» Stated task
Arrange the lines of the records as a Markdown table with the columns Row and Line. Start with the line containing "My friend says the yellow patterned", run through the end of the records, and leave out blank lines.

[Items from a labeling collection]
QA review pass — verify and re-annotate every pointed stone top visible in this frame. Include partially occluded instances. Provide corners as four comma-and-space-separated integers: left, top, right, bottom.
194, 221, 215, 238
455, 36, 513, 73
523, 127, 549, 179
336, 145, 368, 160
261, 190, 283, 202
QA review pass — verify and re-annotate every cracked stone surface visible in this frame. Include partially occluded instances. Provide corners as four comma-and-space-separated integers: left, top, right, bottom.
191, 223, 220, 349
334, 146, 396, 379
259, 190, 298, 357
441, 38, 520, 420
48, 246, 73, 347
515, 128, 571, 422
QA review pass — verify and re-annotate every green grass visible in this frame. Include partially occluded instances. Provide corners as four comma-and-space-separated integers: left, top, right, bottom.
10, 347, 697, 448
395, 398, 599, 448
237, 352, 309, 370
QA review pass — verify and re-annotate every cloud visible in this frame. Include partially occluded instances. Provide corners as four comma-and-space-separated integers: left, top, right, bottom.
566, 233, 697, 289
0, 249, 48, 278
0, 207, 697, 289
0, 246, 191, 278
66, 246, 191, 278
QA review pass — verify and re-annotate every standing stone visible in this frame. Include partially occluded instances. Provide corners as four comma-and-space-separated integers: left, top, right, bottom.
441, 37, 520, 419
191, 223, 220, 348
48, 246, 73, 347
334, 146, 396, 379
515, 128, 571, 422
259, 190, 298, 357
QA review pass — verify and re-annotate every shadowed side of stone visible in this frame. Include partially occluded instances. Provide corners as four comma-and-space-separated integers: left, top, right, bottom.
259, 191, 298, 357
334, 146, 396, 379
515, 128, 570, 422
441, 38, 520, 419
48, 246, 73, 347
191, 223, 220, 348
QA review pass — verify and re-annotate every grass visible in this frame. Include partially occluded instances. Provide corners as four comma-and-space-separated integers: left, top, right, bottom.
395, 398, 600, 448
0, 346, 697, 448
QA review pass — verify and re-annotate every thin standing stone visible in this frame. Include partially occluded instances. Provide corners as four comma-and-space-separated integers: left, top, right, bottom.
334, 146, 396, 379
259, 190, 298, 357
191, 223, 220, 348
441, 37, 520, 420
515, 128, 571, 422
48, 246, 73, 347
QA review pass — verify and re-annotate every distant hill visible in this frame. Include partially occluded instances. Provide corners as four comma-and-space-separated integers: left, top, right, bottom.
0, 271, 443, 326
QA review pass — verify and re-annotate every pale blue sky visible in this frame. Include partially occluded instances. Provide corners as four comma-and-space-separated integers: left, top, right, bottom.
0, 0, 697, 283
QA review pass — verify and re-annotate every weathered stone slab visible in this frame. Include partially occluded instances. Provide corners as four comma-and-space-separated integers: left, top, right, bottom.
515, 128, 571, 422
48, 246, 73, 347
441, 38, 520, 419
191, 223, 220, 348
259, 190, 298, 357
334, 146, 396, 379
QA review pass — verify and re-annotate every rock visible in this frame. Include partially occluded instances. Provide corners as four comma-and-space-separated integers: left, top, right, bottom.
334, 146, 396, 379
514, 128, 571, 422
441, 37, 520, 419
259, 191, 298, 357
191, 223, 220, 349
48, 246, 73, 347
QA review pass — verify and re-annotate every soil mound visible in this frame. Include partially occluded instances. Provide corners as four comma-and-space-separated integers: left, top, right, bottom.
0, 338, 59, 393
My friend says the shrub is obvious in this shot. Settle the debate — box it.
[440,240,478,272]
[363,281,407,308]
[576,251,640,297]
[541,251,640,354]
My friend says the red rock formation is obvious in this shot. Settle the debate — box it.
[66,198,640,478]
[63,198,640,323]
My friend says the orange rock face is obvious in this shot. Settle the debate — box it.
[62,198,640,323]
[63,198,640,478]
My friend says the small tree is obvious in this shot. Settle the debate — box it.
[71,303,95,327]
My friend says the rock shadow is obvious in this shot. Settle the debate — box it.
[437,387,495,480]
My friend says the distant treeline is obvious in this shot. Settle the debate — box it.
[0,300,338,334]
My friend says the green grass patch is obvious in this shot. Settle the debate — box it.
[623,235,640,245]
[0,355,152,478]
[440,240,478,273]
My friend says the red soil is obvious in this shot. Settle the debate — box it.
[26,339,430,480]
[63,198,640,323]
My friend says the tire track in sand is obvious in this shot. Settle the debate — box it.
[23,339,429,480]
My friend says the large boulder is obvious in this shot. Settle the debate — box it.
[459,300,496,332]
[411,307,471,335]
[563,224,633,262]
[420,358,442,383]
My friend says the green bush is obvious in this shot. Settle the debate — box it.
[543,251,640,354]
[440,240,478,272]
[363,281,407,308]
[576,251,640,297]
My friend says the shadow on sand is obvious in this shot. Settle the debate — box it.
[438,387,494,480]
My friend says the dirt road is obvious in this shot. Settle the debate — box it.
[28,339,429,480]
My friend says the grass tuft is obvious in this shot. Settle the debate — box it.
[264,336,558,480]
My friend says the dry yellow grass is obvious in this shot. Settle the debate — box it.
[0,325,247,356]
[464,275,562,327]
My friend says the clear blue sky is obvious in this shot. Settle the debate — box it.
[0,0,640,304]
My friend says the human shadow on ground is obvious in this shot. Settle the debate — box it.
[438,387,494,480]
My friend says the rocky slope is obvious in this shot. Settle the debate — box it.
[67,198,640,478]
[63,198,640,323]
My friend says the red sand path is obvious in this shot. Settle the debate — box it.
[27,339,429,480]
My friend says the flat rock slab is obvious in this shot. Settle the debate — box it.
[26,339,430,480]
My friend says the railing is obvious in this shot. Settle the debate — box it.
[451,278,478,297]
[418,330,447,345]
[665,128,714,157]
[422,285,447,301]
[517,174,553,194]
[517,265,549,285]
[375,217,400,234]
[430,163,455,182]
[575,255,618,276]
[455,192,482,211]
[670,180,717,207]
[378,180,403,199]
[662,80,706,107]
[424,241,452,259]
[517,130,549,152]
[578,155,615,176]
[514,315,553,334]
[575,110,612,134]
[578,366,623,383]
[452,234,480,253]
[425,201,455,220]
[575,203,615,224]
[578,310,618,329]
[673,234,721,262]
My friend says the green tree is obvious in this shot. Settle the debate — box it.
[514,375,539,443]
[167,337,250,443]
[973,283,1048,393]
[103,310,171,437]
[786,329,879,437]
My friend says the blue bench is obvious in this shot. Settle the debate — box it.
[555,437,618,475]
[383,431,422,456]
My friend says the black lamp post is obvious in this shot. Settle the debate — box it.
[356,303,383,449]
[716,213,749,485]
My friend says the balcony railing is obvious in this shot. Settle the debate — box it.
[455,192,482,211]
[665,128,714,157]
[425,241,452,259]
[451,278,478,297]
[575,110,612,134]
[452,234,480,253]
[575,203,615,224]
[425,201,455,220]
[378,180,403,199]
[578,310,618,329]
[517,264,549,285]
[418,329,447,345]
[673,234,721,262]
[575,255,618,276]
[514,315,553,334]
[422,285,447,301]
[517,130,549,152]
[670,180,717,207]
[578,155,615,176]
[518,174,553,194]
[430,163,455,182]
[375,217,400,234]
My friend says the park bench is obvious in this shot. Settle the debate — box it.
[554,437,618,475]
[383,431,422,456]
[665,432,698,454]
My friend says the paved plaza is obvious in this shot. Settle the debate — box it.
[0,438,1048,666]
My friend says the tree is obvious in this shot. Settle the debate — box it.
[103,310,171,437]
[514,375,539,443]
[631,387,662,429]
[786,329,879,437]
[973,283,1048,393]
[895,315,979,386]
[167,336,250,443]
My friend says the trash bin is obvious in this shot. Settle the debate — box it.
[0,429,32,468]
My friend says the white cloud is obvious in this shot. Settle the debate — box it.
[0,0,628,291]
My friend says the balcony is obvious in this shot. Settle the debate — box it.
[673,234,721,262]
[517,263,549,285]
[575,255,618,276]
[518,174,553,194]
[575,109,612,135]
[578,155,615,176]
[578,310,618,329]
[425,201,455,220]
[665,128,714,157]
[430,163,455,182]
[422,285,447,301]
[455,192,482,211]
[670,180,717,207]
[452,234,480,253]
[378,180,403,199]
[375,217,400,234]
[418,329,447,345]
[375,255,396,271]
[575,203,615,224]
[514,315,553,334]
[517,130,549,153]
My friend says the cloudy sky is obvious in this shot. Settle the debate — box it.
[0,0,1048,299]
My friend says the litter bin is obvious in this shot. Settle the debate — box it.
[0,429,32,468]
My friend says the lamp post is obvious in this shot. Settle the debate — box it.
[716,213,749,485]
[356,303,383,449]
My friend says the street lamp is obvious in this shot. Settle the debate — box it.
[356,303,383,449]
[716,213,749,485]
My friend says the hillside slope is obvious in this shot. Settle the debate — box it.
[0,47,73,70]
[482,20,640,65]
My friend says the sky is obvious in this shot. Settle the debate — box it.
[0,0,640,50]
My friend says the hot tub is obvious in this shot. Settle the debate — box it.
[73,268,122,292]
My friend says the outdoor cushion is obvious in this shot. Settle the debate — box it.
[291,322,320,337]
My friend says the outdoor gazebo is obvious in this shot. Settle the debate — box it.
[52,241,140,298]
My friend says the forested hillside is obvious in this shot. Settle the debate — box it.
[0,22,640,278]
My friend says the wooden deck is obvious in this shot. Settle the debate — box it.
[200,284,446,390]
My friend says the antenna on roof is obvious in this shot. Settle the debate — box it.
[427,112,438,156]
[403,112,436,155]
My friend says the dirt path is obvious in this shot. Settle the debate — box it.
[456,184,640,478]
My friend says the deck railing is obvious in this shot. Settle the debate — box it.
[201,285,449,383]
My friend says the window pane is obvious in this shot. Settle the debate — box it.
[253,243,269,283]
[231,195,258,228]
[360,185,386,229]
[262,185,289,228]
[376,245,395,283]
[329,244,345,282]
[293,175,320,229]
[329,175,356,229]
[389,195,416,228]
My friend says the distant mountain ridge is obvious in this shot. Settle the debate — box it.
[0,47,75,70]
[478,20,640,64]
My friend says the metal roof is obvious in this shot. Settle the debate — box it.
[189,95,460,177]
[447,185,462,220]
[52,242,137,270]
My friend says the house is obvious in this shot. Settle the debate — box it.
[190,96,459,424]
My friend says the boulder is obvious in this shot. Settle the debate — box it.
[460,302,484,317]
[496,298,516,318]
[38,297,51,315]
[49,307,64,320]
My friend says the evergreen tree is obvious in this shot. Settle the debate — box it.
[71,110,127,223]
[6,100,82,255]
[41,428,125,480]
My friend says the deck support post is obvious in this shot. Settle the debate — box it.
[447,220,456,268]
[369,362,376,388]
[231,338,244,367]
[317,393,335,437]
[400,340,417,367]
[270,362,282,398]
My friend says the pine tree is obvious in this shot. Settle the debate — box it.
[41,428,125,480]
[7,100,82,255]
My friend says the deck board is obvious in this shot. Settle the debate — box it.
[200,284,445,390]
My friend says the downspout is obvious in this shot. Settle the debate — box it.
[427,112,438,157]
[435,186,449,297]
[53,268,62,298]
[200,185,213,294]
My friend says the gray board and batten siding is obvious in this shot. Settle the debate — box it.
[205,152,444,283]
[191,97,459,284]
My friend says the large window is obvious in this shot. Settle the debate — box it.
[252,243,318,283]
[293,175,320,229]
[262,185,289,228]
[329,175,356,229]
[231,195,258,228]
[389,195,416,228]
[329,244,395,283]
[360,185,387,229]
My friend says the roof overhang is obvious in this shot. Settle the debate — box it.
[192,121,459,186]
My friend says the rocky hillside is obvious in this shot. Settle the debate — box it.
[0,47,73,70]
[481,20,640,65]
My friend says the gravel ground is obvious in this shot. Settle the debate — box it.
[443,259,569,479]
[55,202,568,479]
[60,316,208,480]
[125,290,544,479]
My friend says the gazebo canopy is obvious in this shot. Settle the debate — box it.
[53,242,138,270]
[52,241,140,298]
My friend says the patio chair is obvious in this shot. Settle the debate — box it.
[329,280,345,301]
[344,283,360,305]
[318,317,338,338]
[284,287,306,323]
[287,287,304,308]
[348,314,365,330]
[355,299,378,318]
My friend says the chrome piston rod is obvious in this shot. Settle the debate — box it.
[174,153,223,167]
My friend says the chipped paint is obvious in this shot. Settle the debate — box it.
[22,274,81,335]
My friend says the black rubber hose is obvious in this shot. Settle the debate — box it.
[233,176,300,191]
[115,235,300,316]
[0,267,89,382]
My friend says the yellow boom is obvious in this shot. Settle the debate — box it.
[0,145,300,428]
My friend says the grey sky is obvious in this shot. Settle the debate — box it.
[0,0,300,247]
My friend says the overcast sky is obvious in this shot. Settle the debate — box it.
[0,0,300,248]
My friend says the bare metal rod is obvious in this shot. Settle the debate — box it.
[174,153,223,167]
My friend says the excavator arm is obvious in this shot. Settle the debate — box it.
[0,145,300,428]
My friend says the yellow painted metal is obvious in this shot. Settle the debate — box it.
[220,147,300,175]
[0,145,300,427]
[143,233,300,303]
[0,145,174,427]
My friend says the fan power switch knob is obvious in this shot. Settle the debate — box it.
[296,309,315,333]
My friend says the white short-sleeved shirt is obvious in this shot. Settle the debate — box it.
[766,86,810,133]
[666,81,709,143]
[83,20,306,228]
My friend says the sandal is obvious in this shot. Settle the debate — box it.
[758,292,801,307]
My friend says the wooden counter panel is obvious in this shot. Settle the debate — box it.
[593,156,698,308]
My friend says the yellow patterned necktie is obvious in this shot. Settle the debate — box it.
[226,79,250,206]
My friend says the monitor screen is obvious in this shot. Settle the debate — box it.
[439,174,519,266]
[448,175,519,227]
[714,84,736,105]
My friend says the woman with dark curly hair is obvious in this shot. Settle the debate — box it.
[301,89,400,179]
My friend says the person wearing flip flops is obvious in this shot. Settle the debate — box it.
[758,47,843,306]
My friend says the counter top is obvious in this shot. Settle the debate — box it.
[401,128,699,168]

» Response
| Row | Line |
|---|---|
| 1 | My friend says the yellow patterned necktie is obvious in this shot. Settle the debate — box it. |
| 2 | [226,79,250,206] |
| 3 | My friend says the monitor screen is obvious in this shot. Settle the debate — box it. |
| 4 | [439,174,519,266] |
| 5 | [448,175,519,227] |
| 6 | [714,84,736,105] |
| 7 | My friend says the woman with dark curly hair is obvious in this shot. Settle the debate — box it. |
| 8 | [301,89,400,179] |
| 9 | My friend says the person wearing flip flops is obvious in this shot. Settle the debate — box it. |
| 10 | [758,47,843,306] |
| 11 | My friend says the counter top is obvious in this shot. Settle the debate — box it. |
| 12 | [401,128,699,168] |